Task: Return the records word for word. Pictures do not belong in the copy.

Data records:
+ + + + +

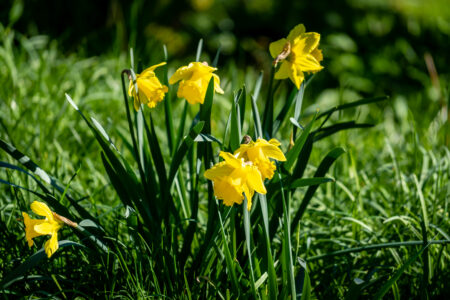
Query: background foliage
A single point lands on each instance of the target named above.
(391, 177)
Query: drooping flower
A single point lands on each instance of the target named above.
(37, 227)
(298, 53)
(259, 153)
(233, 178)
(150, 89)
(195, 78)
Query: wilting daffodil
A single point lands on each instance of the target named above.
(150, 89)
(233, 178)
(259, 153)
(195, 78)
(298, 53)
(48, 226)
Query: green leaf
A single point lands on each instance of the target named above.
(385, 288)
(306, 290)
(309, 181)
(293, 154)
(352, 104)
(199, 50)
(323, 168)
(256, 119)
(235, 128)
(327, 131)
(228, 259)
(273, 290)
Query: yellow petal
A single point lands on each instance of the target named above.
(217, 87)
(284, 71)
(274, 142)
(274, 152)
(295, 32)
(249, 195)
(296, 76)
(317, 53)
(51, 245)
(219, 171)
(305, 43)
(193, 91)
(152, 68)
(46, 228)
(231, 160)
(276, 48)
(228, 192)
(182, 73)
(41, 209)
(309, 64)
(254, 180)
(30, 233)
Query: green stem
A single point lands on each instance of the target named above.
(377, 246)
(133, 138)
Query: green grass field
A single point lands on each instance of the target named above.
(358, 211)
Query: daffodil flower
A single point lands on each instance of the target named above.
(298, 53)
(150, 89)
(260, 153)
(194, 82)
(37, 227)
(233, 178)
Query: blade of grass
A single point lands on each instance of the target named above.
(248, 244)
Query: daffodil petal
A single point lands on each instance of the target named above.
(152, 68)
(273, 152)
(217, 87)
(296, 75)
(306, 43)
(308, 63)
(41, 209)
(295, 32)
(317, 53)
(274, 142)
(284, 71)
(254, 180)
(182, 73)
(51, 245)
(230, 159)
(30, 233)
(218, 171)
(276, 48)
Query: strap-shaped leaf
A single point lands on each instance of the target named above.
(31, 262)
(323, 168)
(293, 154)
(187, 143)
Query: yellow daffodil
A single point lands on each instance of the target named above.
(297, 53)
(37, 227)
(194, 81)
(150, 90)
(259, 153)
(233, 178)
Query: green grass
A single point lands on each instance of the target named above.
(381, 225)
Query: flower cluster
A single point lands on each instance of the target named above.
(194, 79)
(244, 172)
(298, 53)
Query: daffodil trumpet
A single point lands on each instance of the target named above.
(48, 226)
(298, 53)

+ + + + +

Exercise solution:
Query: background foliage
A single point lands on each instance of the target named above.
(391, 177)
Query: drooping flower
A single point lands on each instance of the target named above.
(37, 227)
(298, 53)
(259, 153)
(233, 178)
(150, 89)
(195, 78)
Query: wilting daffodil
A single point lands on each instance of the target named above.
(150, 89)
(233, 178)
(259, 153)
(195, 78)
(298, 53)
(48, 226)
Query: green leaf
A single point lands on each instance of the target named above.
(385, 288)
(306, 290)
(309, 181)
(293, 154)
(352, 104)
(199, 50)
(323, 168)
(256, 119)
(235, 128)
(327, 131)
(228, 259)
(273, 290)
Query: yellow petal
A single point lands on each instance of the target named above.
(217, 87)
(284, 71)
(274, 142)
(274, 152)
(295, 32)
(249, 195)
(296, 76)
(317, 53)
(51, 245)
(219, 171)
(305, 43)
(193, 91)
(152, 68)
(46, 228)
(231, 160)
(276, 48)
(228, 192)
(182, 73)
(41, 209)
(309, 64)
(254, 180)
(30, 233)
Query: green stem
A single point lands on each instance of the target named above.
(377, 246)
(133, 138)
Query: green grass field
A single point lands on each instance of the target named above.
(358, 211)
Query: daffodil flower
A single point lands on each instance of the target named above.
(298, 53)
(150, 89)
(260, 153)
(194, 82)
(37, 227)
(233, 178)
Query: blade of grass
A single point lands on each instance of the target named above.
(248, 244)
Query: daffodil petal
A single point lands on each instance of the target named above.
(152, 68)
(273, 152)
(217, 87)
(296, 75)
(306, 43)
(308, 63)
(41, 209)
(295, 32)
(317, 53)
(274, 142)
(284, 71)
(254, 180)
(182, 73)
(51, 245)
(230, 159)
(30, 233)
(218, 171)
(276, 48)
Query: strap-shaped leaf
A single point lands on each instance of the target named above.
(31, 262)
(323, 168)
(293, 154)
(187, 143)
Query: yellow daffodil
A single point lands on each instance of the target named above.
(297, 53)
(37, 227)
(194, 81)
(150, 90)
(259, 153)
(233, 178)
Query: green grass
A single point lands on each instance of the target named above.
(381, 225)
Query: flower cluster
A single point lands on each instance of the target named above.
(194, 79)
(244, 172)
(298, 53)
Query: daffodil trumpet
A single point lands on each instance of the target named above.
(48, 226)
(298, 53)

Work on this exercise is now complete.